What is asked —
Count the lines in the records below that contain the string "white", and give only that number.

---------- The data

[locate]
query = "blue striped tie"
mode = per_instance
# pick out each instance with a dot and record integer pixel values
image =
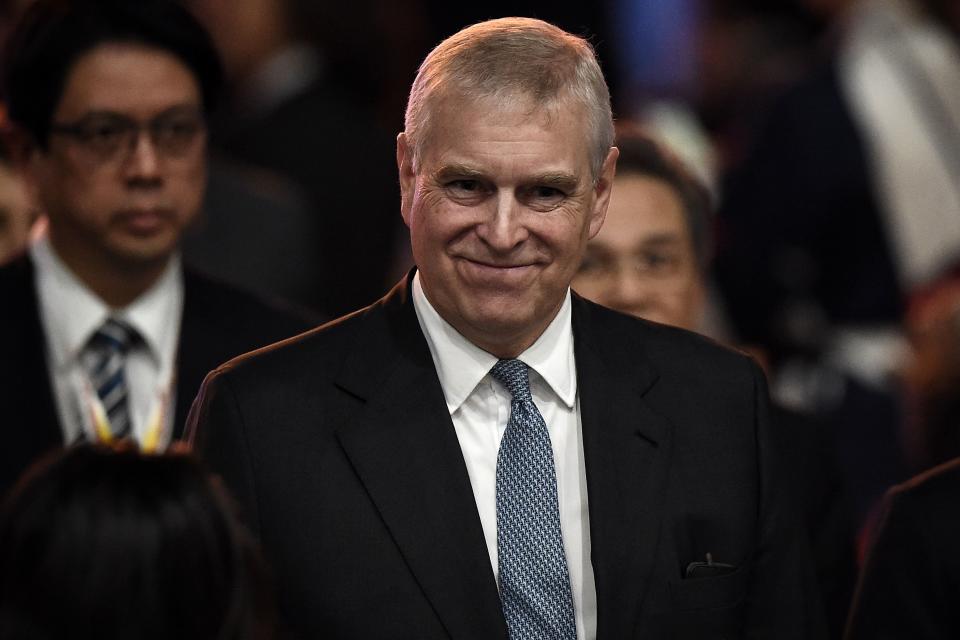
(105, 360)
(534, 582)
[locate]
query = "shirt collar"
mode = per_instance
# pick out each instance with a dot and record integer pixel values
(461, 365)
(72, 312)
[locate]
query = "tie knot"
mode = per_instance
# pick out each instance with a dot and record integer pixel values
(114, 335)
(515, 376)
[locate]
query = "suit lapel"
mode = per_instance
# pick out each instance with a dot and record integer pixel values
(405, 450)
(627, 449)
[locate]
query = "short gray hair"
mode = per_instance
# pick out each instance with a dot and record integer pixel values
(507, 58)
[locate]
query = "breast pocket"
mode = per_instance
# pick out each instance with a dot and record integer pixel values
(708, 608)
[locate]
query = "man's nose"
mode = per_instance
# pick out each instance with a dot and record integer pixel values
(142, 161)
(628, 291)
(504, 228)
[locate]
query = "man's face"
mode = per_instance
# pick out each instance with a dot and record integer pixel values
(642, 262)
(500, 211)
(122, 203)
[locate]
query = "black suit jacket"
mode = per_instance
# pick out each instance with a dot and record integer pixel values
(218, 323)
(910, 584)
(339, 447)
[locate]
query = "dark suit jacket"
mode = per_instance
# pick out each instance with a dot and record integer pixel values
(218, 324)
(339, 447)
(910, 585)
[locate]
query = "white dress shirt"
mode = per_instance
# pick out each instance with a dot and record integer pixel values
(480, 408)
(71, 313)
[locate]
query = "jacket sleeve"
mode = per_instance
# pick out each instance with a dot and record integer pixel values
(216, 433)
(783, 601)
(905, 589)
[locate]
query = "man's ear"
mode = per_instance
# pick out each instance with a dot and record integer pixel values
(601, 191)
(407, 176)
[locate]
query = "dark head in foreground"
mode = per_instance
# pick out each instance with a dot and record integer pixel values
(117, 544)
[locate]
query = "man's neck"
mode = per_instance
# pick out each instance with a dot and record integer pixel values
(117, 285)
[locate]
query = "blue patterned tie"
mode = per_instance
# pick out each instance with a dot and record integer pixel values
(105, 361)
(534, 582)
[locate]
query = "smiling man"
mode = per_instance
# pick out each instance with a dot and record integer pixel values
(106, 335)
(481, 453)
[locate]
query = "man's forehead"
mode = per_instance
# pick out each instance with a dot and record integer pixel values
(121, 76)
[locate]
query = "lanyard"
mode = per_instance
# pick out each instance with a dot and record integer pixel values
(156, 424)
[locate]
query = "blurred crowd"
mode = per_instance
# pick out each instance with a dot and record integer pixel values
(789, 185)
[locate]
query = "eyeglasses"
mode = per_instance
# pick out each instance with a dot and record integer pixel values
(106, 135)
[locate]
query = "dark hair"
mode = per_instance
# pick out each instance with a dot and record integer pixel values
(642, 155)
(102, 543)
(53, 34)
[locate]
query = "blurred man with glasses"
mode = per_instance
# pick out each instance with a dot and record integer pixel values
(105, 335)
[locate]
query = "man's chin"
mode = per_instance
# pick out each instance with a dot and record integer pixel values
(142, 254)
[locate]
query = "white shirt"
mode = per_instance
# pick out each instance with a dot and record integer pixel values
(480, 408)
(71, 313)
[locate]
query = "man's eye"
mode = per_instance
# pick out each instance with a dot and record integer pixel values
(658, 262)
(176, 131)
(544, 198)
(465, 189)
(464, 186)
(103, 133)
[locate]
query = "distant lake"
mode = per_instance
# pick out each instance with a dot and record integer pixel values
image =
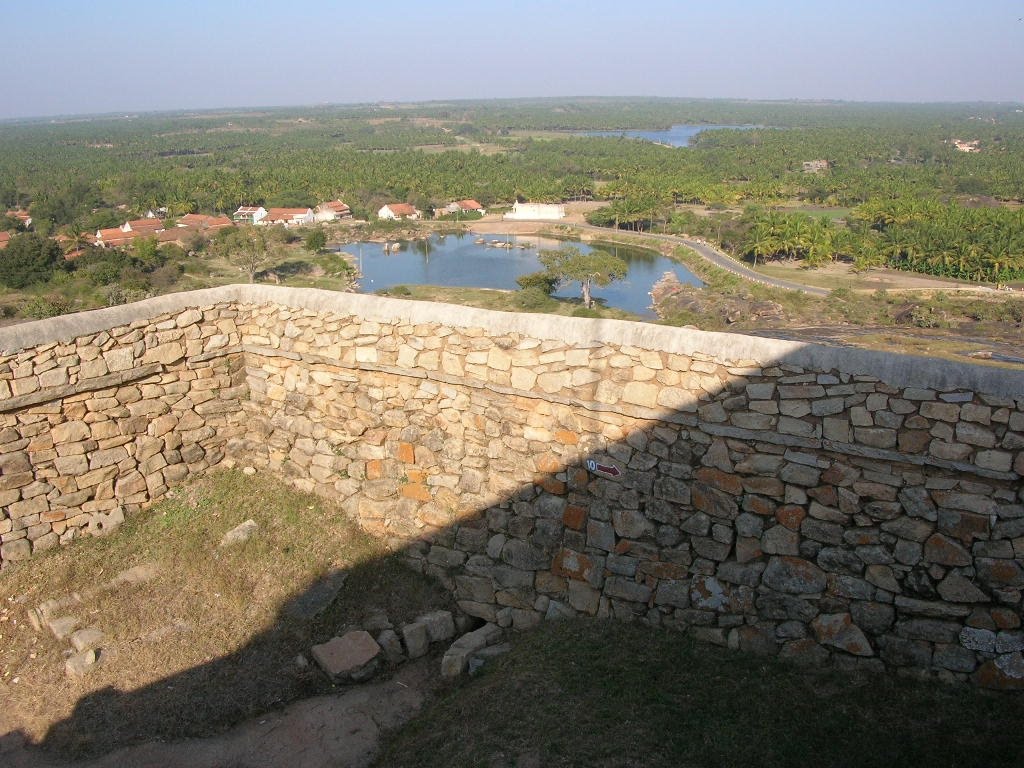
(677, 135)
(463, 260)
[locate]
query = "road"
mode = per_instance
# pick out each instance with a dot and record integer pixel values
(719, 259)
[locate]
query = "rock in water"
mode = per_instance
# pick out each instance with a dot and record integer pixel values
(240, 534)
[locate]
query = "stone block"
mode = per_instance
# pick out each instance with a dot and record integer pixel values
(348, 656)
(81, 664)
(439, 624)
(416, 638)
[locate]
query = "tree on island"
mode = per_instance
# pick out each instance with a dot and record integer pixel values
(594, 268)
(30, 259)
(247, 248)
(315, 241)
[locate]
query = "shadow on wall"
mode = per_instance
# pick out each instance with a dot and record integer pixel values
(730, 517)
(778, 507)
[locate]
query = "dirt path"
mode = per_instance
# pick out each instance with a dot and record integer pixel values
(341, 730)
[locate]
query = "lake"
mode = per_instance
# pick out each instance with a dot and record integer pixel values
(677, 135)
(463, 260)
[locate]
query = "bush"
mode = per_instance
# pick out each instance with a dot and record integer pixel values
(116, 295)
(544, 282)
(28, 259)
(535, 300)
(40, 307)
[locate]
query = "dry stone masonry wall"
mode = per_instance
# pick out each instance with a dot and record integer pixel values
(98, 423)
(824, 505)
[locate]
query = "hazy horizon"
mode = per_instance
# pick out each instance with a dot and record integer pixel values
(114, 57)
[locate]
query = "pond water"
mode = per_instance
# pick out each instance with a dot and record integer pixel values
(470, 260)
(677, 135)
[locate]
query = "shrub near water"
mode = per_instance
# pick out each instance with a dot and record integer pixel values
(599, 693)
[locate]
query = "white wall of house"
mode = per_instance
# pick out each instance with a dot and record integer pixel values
(544, 211)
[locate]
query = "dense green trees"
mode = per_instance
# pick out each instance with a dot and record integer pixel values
(83, 175)
(945, 240)
(250, 249)
(28, 259)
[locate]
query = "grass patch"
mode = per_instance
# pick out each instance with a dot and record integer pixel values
(595, 693)
(209, 641)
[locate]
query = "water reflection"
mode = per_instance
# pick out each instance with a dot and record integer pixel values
(496, 261)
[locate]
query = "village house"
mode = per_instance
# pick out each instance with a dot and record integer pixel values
(287, 217)
(332, 211)
(249, 214)
(114, 237)
(23, 216)
(142, 226)
(963, 145)
(462, 206)
(542, 211)
(203, 222)
(395, 211)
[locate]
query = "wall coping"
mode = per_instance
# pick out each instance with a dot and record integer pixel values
(730, 349)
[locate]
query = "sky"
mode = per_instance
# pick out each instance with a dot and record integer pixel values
(97, 56)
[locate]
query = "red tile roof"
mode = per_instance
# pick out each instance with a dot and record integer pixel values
(115, 237)
(202, 221)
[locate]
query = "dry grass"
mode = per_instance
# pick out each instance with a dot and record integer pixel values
(209, 641)
(586, 692)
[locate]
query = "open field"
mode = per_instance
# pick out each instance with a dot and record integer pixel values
(591, 693)
(206, 642)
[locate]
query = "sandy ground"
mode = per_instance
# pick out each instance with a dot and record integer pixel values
(888, 280)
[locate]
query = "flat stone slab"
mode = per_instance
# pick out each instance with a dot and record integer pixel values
(80, 664)
(240, 534)
(440, 625)
(62, 626)
(315, 599)
(345, 656)
(136, 574)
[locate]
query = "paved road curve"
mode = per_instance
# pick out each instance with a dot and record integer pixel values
(719, 259)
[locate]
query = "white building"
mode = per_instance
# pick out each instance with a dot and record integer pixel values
(395, 211)
(542, 211)
(250, 214)
(332, 211)
(288, 217)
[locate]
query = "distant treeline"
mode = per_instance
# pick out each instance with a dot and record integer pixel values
(79, 173)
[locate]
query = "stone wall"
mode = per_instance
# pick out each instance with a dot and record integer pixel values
(100, 413)
(821, 504)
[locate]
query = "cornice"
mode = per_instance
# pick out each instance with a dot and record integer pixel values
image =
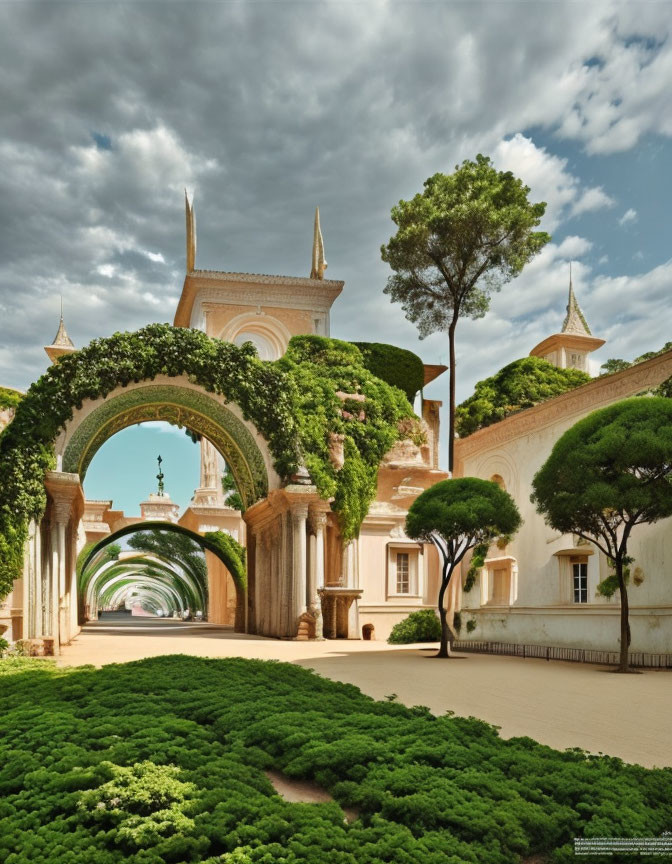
(595, 394)
(251, 289)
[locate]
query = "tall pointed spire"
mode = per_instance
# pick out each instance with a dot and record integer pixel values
(319, 263)
(191, 233)
(62, 343)
(575, 321)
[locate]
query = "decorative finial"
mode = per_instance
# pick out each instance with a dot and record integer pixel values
(319, 262)
(575, 321)
(62, 343)
(159, 477)
(191, 233)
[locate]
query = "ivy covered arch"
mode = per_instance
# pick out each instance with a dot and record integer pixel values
(182, 404)
(294, 409)
(186, 592)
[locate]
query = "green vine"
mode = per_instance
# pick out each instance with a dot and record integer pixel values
(399, 367)
(293, 402)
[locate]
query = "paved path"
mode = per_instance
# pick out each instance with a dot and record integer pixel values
(559, 704)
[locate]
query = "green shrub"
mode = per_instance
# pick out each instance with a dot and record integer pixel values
(399, 367)
(420, 626)
(9, 398)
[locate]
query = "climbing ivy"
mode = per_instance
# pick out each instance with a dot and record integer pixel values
(368, 415)
(9, 398)
(293, 402)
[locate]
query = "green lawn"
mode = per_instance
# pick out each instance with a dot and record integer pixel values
(163, 761)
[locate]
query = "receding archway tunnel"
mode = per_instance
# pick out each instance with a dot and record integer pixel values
(162, 570)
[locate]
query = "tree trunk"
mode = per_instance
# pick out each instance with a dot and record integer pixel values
(444, 649)
(451, 397)
(623, 665)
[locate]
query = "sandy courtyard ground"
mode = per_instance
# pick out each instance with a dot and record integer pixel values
(559, 704)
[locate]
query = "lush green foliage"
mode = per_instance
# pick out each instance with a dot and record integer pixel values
(163, 761)
(292, 402)
(397, 366)
(420, 626)
(519, 385)
(232, 554)
(456, 516)
(9, 398)
(460, 239)
(477, 561)
(463, 237)
(610, 469)
(610, 472)
(321, 367)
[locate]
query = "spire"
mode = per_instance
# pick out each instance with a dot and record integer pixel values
(575, 321)
(191, 232)
(319, 263)
(62, 343)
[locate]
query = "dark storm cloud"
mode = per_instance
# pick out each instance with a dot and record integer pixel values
(265, 110)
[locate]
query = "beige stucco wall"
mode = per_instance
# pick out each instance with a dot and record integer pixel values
(543, 611)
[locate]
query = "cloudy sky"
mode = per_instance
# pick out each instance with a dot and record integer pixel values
(265, 109)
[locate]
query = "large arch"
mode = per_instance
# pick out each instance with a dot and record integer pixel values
(227, 550)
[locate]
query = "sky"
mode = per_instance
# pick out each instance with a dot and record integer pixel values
(263, 110)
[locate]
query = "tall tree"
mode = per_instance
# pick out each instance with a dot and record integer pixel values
(610, 472)
(456, 515)
(461, 239)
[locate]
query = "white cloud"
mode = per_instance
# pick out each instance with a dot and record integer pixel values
(548, 179)
(157, 257)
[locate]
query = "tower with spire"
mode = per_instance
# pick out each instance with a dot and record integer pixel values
(569, 349)
(62, 343)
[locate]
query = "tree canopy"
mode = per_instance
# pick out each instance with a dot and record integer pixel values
(457, 515)
(610, 472)
(519, 385)
(459, 240)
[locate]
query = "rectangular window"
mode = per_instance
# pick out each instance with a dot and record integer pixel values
(580, 577)
(403, 573)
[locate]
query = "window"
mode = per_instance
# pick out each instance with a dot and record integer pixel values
(403, 573)
(403, 570)
(580, 580)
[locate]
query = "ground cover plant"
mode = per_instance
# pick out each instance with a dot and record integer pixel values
(163, 761)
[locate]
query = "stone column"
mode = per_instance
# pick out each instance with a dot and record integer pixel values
(351, 580)
(298, 597)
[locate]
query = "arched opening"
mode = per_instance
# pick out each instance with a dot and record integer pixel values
(153, 567)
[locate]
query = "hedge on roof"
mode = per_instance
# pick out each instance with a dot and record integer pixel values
(163, 761)
(292, 402)
(397, 366)
(522, 384)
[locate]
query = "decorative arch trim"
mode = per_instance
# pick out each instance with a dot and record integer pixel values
(181, 407)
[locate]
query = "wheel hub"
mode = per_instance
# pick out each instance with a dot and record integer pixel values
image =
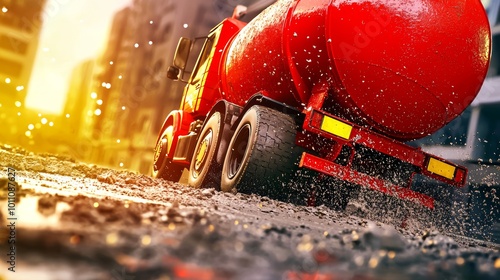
(238, 151)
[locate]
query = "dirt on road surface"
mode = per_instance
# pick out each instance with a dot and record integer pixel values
(69, 220)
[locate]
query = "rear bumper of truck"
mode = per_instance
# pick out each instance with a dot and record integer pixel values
(351, 148)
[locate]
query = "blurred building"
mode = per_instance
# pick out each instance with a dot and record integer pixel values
(78, 99)
(20, 25)
(131, 76)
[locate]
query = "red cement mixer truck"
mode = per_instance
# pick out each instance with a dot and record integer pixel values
(316, 97)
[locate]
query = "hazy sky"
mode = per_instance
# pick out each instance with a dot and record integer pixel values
(73, 30)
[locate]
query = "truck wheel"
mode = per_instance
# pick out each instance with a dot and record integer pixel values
(204, 170)
(262, 156)
(163, 166)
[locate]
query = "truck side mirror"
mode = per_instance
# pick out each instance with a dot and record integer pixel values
(173, 73)
(182, 53)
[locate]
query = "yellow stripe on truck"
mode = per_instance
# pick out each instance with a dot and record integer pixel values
(336, 127)
(441, 168)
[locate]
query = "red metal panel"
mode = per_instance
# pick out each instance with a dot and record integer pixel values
(346, 174)
(407, 67)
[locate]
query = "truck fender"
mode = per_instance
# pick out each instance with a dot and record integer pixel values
(230, 112)
(180, 122)
(262, 99)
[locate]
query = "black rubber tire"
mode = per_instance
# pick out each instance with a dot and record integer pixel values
(262, 157)
(204, 171)
(163, 166)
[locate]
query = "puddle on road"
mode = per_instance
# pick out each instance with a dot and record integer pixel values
(30, 215)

--------------------

Correct response —
5